The exercise =
Substitute "farthest from its edges" for each occurrence of "deepest inside it" in all the rows below, and reproduce them with nothing else changed. Leave the pictures out.

(Stored items)
== == ==

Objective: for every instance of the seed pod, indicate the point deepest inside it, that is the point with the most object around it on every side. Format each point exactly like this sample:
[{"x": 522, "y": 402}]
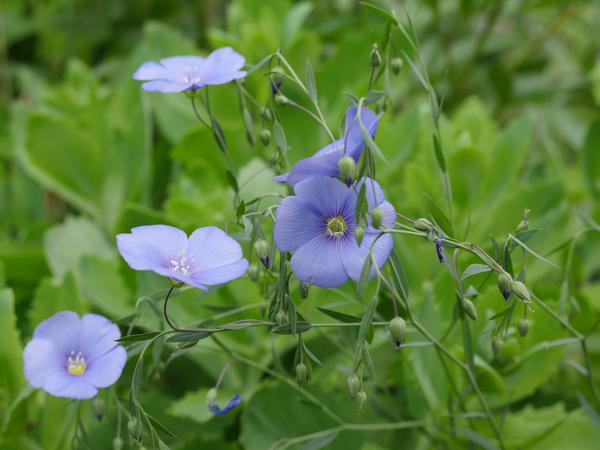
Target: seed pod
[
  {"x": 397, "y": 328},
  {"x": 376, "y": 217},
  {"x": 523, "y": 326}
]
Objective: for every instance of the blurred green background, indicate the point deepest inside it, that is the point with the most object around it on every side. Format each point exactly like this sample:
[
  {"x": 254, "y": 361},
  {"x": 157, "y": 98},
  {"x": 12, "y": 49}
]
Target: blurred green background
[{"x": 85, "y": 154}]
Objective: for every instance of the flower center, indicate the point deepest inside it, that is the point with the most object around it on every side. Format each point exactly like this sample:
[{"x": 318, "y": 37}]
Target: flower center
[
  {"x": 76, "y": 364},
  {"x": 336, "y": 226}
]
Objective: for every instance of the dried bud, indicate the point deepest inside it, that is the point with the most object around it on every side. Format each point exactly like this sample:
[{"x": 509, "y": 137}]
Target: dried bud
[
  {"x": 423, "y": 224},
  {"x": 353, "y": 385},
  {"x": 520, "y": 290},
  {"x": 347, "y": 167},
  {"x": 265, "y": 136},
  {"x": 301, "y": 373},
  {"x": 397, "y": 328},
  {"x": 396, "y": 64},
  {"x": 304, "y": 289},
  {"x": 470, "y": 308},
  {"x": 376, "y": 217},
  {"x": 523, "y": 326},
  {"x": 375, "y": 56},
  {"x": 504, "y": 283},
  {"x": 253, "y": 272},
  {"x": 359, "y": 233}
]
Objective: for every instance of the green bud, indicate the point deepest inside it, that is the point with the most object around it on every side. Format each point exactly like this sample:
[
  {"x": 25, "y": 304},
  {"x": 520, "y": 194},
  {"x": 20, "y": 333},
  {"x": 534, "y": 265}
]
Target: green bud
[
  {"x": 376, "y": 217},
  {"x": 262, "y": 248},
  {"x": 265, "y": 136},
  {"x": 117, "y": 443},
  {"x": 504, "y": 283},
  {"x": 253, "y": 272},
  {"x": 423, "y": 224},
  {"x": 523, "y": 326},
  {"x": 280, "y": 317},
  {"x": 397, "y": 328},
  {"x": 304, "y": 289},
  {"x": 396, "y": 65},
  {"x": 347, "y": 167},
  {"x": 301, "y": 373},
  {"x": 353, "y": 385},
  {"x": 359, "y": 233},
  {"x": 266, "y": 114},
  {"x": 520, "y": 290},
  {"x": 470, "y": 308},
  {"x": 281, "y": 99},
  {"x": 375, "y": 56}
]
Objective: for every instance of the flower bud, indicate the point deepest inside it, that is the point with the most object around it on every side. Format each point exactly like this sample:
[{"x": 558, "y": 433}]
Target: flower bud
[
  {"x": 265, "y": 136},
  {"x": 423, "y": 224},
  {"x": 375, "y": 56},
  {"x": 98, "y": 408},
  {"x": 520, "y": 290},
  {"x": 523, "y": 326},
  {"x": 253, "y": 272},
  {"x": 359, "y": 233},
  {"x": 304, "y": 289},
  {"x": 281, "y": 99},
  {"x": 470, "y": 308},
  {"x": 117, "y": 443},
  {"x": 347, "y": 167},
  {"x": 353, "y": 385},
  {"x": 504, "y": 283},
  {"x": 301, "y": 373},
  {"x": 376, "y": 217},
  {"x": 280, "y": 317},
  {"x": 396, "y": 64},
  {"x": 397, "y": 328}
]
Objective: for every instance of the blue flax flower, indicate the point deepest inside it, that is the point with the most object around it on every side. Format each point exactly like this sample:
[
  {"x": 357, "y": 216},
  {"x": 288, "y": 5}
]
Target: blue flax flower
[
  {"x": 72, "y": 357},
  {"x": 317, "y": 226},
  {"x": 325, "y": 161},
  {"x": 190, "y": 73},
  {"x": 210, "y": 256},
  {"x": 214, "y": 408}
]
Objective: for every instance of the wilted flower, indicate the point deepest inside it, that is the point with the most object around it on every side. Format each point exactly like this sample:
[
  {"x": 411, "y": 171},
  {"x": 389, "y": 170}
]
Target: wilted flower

== == ==

Solution for this task =
Objective: for every instance of the seed pod, indicate the point farthest from its edges, that is the point with the most object around it on every side. Format each point exactly like this sample:
[{"x": 522, "y": 402}]
Target: seed pod
[
  {"x": 397, "y": 328},
  {"x": 376, "y": 217},
  {"x": 523, "y": 326}
]
Objective: for every instance of the blurred green background, indicate the point farthest from its edges, that is the point with the most object around it on every side. Format each point exactly like this sample:
[
  {"x": 254, "y": 361},
  {"x": 157, "y": 98},
  {"x": 12, "y": 49}
]
Target: blurred green background
[{"x": 85, "y": 154}]
Objective: for every instance of the flower center, indicate the point farthest from its edges, that is the point with the most object around it on every side. Format each point exactly like this sample:
[{"x": 318, "y": 37}]
Target: flower center
[
  {"x": 76, "y": 364},
  {"x": 336, "y": 226}
]
Objective: for every instance of the dried bud, indicate the point farthest from its edges, that is the point with the most object around it on every side. Format each point exactly like this sample:
[{"x": 509, "y": 137}]
Target: dried bud
[
  {"x": 423, "y": 224},
  {"x": 353, "y": 385},
  {"x": 520, "y": 290},
  {"x": 347, "y": 167},
  {"x": 265, "y": 136},
  {"x": 301, "y": 373},
  {"x": 397, "y": 328},
  {"x": 396, "y": 64},
  {"x": 304, "y": 289},
  {"x": 470, "y": 308},
  {"x": 376, "y": 217},
  {"x": 523, "y": 326},
  {"x": 375, "y": 56},
  {"x": 504, "y": 283},
  {"x": 253, "y": 272},
  {"x": 359, "y": 233}
]
Objective: for every instance of the green bud, indicate the point farthest from its edges, that is the point with the most object around it on every side. Format each point exactly like this sample:
[
  {"x": 25, "y": 304},
  {"x": 520, "y": 194},
  {"x": 20, "y": 333},
  {"x": 534, "y": 265}
]
Target: green bud
[
  {"x": 376, "y": 217},
  {"x": 262, "y": 248},
  {"x": 265, "y": 136},
  {"x": 117, "y": 443},
  {"x": 504, "y": 283},
  {"x": 253, "y": 272},
  {"x": 423, "y": 224},
  {"x": 523, "y": 326},
  {"x": 280, "y": 317},
  {"x": 397, "y": 328},
  {"x": 304, "y": 289},
  {"x": 396, "y": 65},
  {"x": 347, "y": 167},
  {"x": 301, "y": 373},
  {"x": 353, "y": 385},
  {"x": 359, "y": 233},
  {"x": 266, "y": 114},
  {"x": 520, "y": 290},
  {"x": 470, "y": 308},
  {"x": 281, "y": 99},
  {"x": 375, "y": 56}
]
Objective: for every instance of the flower bud, indicate the point farthest from its edges, that is the point with the most object around it on every side. Format each point exactly like this sample:
[{"x": 558, "y": 433}]
Target: flower bud
[
  {"x": 265, "y": 136},
  {"x": 423, "y": 224},
  {"x": 375, "y": 56},
  {"x": 98, "y": 408},
  {"x": 520, "y": 290},
  {"x": 523, "y": 326},
  {"x": 253, "y": 272},
  {"x": 359, "y": 233},
  {"x": 304, "y": 289},
  {"x": 281, "y": 99},
  {"x": 470, "y": 308},
  {"x": 117, "y": 443},
  {"x": 347, "y": 167},
  {"x": 353, "y": 385},
  {"x": 504, "y": 283},
  {"x": 301, "y": 373},
  {"x": 376, "y": 217},
  {"x": 280, "y": 317},
  {"x": 396, "y": 64},
  {"x": 397, "y": 328}
]
Objective: for every instance of the blue flax flower, indicate the point farthest from its edges, that is the point with the most object around it on every side. Format each point exactly like this sample:
[
  {"x": 357, "y": 216},
  {"x": 288, "y": 5}
]
Target: blue flax flower
[
  {"x": 72, "y": 357},
  {"x": 317, "y": 226},
  {"x": 325, "y": 161},
  {"x": 190, "y": 73},
  {"x": 210, "y": 256},
  {"x": 214, "y": 408}
]
Objective: for every instance of the wilted flower, indicate the point farthest from its edges, that is the point with the most object around it on every side. Format each point exactly like this sample:
[
  {"x": 411, "y": 171},
  {"x": 389, "y": 170}
]
Target: wilted flower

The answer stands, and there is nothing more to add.